** What needs to be done **
Render the stretch of the records from the line containing "Each instance of the person sunbathing" through the line containing "[[261, 302], [209, 280]]" as a JSON list of strings, with one string per line and blank lines left out.

Dataset excerpt:
——
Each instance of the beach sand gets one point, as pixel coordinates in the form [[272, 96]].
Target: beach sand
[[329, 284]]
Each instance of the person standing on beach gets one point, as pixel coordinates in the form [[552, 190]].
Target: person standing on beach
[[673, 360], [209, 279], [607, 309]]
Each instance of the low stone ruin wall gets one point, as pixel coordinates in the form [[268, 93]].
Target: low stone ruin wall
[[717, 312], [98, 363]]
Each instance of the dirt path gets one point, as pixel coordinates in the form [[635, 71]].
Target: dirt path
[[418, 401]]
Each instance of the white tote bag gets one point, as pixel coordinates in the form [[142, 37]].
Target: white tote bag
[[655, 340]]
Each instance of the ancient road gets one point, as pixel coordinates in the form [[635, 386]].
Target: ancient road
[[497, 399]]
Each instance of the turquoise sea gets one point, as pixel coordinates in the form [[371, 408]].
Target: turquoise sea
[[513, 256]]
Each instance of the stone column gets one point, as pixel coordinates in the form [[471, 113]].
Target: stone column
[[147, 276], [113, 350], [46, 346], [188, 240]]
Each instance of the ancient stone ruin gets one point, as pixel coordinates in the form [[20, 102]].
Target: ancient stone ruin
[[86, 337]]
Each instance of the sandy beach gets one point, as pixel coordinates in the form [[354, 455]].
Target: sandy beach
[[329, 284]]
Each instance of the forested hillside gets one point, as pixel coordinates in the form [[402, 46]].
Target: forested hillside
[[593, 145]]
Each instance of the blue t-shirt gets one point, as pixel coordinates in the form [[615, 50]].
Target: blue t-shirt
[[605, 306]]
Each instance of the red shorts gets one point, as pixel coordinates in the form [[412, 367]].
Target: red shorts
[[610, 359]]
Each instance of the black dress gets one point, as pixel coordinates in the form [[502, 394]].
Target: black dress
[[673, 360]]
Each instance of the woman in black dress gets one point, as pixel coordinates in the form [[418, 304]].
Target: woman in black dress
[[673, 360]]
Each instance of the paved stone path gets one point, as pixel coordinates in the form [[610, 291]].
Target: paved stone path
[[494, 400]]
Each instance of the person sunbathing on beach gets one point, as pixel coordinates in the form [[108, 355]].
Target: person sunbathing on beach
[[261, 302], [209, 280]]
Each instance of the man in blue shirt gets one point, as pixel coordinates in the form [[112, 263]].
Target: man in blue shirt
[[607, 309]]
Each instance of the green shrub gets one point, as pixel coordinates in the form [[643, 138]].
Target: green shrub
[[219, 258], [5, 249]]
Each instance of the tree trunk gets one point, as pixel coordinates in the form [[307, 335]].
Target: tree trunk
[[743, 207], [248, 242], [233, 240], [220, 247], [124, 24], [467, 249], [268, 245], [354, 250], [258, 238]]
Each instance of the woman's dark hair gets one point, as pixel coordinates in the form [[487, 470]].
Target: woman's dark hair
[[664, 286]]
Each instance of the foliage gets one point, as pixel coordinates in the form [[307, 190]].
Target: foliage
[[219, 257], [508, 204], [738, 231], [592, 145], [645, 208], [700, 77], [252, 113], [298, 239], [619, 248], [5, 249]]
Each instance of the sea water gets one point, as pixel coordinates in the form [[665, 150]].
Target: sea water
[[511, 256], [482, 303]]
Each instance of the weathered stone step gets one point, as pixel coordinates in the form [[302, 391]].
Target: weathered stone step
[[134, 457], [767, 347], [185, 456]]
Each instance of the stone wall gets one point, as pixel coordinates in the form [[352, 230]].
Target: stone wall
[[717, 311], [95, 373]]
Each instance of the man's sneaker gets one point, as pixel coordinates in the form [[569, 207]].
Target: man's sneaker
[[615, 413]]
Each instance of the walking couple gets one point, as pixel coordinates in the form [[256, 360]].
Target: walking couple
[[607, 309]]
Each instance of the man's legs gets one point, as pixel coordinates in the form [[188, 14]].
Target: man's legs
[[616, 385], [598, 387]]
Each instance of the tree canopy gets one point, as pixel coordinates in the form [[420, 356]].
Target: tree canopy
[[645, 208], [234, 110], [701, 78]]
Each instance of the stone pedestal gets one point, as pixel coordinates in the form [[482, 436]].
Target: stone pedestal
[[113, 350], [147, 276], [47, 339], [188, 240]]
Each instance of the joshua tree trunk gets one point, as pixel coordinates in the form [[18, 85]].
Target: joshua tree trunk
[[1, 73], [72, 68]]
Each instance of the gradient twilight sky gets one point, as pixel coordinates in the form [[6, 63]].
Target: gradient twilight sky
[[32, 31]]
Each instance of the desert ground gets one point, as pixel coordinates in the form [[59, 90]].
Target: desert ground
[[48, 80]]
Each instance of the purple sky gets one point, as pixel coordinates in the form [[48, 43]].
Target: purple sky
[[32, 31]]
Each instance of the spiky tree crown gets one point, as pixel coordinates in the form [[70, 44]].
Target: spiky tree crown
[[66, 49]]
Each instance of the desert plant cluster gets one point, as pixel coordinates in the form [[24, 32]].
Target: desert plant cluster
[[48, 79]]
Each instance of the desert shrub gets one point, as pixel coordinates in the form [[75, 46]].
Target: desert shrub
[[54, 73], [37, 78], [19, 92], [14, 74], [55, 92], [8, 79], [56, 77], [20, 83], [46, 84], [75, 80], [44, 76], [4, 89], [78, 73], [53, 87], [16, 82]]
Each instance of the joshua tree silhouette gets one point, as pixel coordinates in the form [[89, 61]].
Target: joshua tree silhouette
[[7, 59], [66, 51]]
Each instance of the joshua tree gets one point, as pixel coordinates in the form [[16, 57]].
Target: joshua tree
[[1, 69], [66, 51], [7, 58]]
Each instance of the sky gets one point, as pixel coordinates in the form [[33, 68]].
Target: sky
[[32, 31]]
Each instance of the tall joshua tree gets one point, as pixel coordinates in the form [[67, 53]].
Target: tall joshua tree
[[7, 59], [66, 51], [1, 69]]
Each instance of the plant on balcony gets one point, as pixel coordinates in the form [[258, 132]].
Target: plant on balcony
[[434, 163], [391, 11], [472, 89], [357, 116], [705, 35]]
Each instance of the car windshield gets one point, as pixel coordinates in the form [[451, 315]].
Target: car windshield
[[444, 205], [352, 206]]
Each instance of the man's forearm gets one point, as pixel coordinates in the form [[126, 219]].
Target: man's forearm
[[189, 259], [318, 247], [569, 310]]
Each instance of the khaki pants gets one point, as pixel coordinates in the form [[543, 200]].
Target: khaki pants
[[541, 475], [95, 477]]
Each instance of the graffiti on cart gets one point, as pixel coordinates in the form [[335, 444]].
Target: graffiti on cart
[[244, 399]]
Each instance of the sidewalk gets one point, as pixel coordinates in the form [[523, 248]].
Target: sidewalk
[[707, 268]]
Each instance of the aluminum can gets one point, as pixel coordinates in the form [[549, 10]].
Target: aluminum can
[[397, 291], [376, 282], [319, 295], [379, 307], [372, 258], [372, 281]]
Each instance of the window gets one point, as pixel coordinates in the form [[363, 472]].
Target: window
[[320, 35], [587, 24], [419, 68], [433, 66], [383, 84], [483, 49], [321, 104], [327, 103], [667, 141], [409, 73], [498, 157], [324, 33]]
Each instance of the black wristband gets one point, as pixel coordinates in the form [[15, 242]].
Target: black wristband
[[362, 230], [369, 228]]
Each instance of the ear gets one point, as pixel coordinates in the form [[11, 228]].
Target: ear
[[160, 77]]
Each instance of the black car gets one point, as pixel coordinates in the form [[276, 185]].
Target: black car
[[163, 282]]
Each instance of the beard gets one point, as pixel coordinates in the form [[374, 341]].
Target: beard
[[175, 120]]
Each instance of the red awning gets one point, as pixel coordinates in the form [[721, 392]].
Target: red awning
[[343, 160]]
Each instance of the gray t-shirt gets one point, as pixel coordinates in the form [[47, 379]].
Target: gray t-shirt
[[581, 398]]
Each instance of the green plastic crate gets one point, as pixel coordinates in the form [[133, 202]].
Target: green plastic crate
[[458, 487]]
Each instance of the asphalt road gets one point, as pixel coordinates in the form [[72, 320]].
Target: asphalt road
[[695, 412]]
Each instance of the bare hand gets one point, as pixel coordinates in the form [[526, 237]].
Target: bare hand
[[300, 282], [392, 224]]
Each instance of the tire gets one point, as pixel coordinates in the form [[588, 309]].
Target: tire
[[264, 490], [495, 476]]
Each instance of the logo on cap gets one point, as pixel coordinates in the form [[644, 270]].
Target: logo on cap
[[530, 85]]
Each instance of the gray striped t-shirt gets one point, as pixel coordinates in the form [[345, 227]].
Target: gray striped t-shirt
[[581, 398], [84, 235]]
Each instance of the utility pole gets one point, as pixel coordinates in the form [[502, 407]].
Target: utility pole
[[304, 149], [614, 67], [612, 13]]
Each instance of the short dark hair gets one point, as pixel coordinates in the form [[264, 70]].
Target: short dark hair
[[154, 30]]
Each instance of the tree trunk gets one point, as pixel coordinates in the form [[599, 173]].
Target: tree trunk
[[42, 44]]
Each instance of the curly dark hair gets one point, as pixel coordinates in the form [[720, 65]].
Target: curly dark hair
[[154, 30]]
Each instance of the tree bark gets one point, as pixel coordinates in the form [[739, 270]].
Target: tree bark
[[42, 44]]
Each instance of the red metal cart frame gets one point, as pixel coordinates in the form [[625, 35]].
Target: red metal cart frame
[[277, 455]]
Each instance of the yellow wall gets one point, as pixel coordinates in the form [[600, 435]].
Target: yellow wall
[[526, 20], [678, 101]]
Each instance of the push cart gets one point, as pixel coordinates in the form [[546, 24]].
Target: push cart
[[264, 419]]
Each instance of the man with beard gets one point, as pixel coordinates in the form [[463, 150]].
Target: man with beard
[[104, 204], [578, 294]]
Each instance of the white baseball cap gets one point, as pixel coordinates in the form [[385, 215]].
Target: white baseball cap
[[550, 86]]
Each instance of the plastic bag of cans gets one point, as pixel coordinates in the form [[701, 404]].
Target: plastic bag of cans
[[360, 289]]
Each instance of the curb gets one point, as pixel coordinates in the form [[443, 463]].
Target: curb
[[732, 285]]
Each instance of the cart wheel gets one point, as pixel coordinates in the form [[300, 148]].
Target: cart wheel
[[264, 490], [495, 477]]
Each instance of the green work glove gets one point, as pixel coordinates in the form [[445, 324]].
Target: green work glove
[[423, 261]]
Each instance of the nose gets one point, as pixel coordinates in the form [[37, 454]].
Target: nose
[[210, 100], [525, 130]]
——
** Task answer **
[
  "Each instance of the person sunbathing on beach gets one point, as pixel coordinates in the form [[108, 355]].",
  "Target: person sunbathing on beach",
  "[[261, 302], [209, 280]]"
]